海老は曲がった腰や長いひげなどから、健康長寿の意味があるといわれています。
また、家内安全や夫婦円満の意味があるといわれています。

◆きゅうり

きゅうりはその名前から、九つの利益「九利」をもたらしてくれる食べ物といわれています。

3-2-1. 恵方巻の食べ方

ここでは恵方巻の食べ方を紹介します。

①恵方巻は恵方を向いて食べます。2023年の恵方は「南南東」です。

②恵方巻は切りわけず丸かじりをします。食べ始めたら口を離さず一気に食べます。

③食べきるまでは無言で食べます。
無言で食べきることによって、お願い事が叶うといわれています。

以上が一般的にいわれる恵方巻の食べ方です。他にも「立って食べる」「笑いながら食べる」などのいわれがあります。

しかし、あまり難しく考える必要はありません。せっかくのおめでたい恵方巻ですので、楽しく食べることが一番です。
また、無理して一気に食べることは、場合によっては大変危険です。途中で飲み物を飲んでも、恵方巻を切りわけてゆっくり食べても問題ありません。

恵方巻そのものが縁起のよい食べ物ですので、一緒に食べる人と楽しんで食べることを心掛けましょう。

3-3. 節分飾りを飾る

柊鰯

節分では、鬼や邪気が家に入ってこれないように、柊の枝に焼いた鰯の頭を刺した「ひいらぎいわし」や「やいかがし」と呼ばれる飾りを戸口に挟みます。

昔は柊の枝などとがっているものには邪気払いの意味があったことや、鰯の頭は腐りやすく、なおかつ焼くと臭いが出ることから、臭いによって悪いものを遠ざける意味があったといいます。

また、鬼が触れるとガラガラと音のなるように、柊に豆殻を取り付ける風習もあります。
★ ★ ★ ★
問題文 A: 提示文の「3-3. 節分飾りを飾る」を含む箇所から「ける意味があったといいます。」までを、「戸口」を「玄関」に置き換えて書き直しなさい。

エントリー一覧:
★ ★ ★ ★
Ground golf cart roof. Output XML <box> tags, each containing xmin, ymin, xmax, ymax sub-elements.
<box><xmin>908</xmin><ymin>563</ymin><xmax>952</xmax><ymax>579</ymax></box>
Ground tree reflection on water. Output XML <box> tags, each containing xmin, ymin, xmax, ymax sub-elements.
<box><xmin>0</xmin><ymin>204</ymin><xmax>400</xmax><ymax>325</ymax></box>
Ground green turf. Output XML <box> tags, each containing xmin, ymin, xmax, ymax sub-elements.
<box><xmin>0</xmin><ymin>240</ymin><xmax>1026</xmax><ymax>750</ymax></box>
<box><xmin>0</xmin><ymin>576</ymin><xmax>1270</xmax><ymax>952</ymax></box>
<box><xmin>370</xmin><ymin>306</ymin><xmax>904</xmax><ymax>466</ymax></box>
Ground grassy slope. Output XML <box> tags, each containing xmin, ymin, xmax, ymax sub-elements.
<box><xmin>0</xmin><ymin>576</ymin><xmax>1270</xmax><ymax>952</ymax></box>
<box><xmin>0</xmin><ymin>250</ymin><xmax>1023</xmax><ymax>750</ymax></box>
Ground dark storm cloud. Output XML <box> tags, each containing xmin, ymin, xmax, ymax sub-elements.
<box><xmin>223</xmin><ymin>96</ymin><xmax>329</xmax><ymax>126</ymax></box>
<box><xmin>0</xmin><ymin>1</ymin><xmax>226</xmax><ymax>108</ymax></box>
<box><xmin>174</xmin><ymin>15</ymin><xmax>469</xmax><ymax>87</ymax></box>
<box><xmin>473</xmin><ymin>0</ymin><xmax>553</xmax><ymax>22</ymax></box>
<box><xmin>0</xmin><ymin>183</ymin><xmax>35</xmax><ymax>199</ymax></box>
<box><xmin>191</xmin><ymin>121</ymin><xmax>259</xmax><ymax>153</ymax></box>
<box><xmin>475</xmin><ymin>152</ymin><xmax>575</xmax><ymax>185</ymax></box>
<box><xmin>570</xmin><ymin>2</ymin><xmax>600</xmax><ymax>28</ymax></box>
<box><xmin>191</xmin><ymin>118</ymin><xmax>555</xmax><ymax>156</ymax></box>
★ ★ ★ ★
問題文 B: 「Ground green turf.」を含む行からエントリーの最後までのエントリーだけを、1件につき1行とし、「指示文」と「回答」の2列のCSVで表しなさい。各値は引用符で囲んだ1つのフィールドに収め、改行は空白に置き換えること。

解答例 A:
3-3. 節分飾りを飾る

柊鰯

節分では、鬼や邪気が家に入ってこれないように、柊の枝に焼いた鰯の頭を刺した「ひいらぎいわし」や「やいかがし」と呼ばれる飾りを玄関に挟みます。

昔は柊の枝などとがっているものには邪気払いの意味があったことや、鰯の頭は腐りやすく、なおかつ焼くと臭いが出ることから、臭いによって悪いものを遠ざける意味があったといいます。

解答例 B:
指示文,回答
"Ground green turf. Output XML <box> tags, each containing xmin, ymin, xmax, ymax sub-elements.","<box><xmin>0</xmin><ymin>240</ymin><xmax>1026</xmax><ymax>750</ymax></box> <box><xmin>0</xmin><ymin>576</ymin><xmax>1270</xmax><ymax>952</ymax></box> <box><xmin>370</xmin><ymin>306</ymin><xmax>904</xmax><ymax>466</ymax></box>"
"Ground grassy slope. Output XML <box> tags, each containing xmin, ymin, xmax, ymax sub-elements.","<box><xmin>0</xmin><ymin>576</ymin><xmax>1270</xmax><ymax>952</ymax></box> <box><xmin>0</xmin><ymin>250</ymin><xmax>1023</xmax><ymax>750</ymax></box>"
"Ground dark storm cloud. Output XML <box> tags, each containing xmin, ymin, xmax, ymax sub-elements.","<box><xmin>223</xmin><ymin>96</ymin><xmax>329</xmax><ymax>126</ymax></box> <box><xmin>0</xmin><ymin>1</ymin><xmax>226</xmax><ymax>108</ymax></box> <box><xmin>174</xmin><ymin>15</ymin><xmax>469</xmax><ymax>87</ymax></box> <box><xmin>473</xmin><ymin>0</ymin><xmax>553</xmax><ymax>22</ymax></box> <box><xmin>0</xmin><ymin>183</ymin><xmax>35</xmax><ymax>199</ymax></box> <box><xmin>191</xmin><ymin>121</ymin><xmax>259</xmax><ymax>153</ymax></box> <box><xmin>475</xmin><ymin>152</ymin><xmax>575</xmax><ymax>185</ymax></box> <box><xmin>570</xmin><ymin>2</ymin><xmax>600</xmax><ymax>28</ymax></box> <box><xmin>191</xmin><ymin>118</ymin><xmax>555</xmax><ymax>156</ymax></box>"